Due to the prominent foreign use of the metric system, American students sometimes face issues in comprehension when having to switch between the metric and imperial system.
According to Iowa State University, the reason that the U.S. uses the imperial system is because the U.S. never adopted anything like the Weights and Measurements Act from the United Kingdom, which formally transitioned the country into using the metric system.
Chemistry teacher Christopher Luck said that the reason the U.S. still uses the imperial system is due to the economy.
“I think the main reason is economics, because to retool all the factories and retrain the population on how to use the other measuring system is estimated to cost in the tens of trillions of dollars to do all at once,” Luck said.
In addition to dealing with two different measuring systems, students often struggle with the dilemma of using conversion between measures.
“Having two systems of measurement is just a confusion for learners,” Luck said. “They have two systems of measurement that they’ve been taught and they don’t know how to use either of them really effectively.”
Chemistry teacher Alison McGovern also believes that students sometimes struggle with getting the imperial system “out of their mind” and if the U.S. education system began teaching students the metric system to younger kids it would aid them in their learning.
“I feel like if we start infiltrating and teaching the metric system to younger students, it might be a little bit easier as they grow as a learners,” McGovern said.
Biology teacher Patrick Murphy believes that younger students can be taught more broad topics of measurements rather than specifics.
“For younger students, where the goal might just be to have them work with the concept of units or related quantities, I do not think the choice of system matters,” Murphy said.
Luck said that students also mix and confuse what are metric units and what are imperial units.
“Every time I go through that and I ask students to share units and metric units or U.S. units, students start spitting out the units and don’t know which ones they are,” Luck said.
According to Murphy, he has witnessed students mixing up the units within his class, but he also concludes that the mistakes are simple and inconsequential.
“I have certainly experienced students misinterpreting instructions and using the wrong unit,” Murphy said. “[It’s never been] anything too catastrophic but it is always a learning experience.”

* Tasks and exercises:
**1.** In the article on measurement systems, what does Christopher Luck name as the main reason the U.S. still uses the imperial system?
**2.** List every teacher quoted in the article on measurement systems, along with the subject each one teaches.
The items that follow have no connection to the article on measurement systems.

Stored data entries
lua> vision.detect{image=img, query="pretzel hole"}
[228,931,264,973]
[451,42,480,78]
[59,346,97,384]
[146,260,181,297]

* Written answers:
**1.** Economics: retooling all the factories and retraining the population is estimated to cost tens of trillions of dollars.

**2.**
Christopher Luck (chemistry)
Alison McGovern (chemistry)
Patrick Murphy (biology)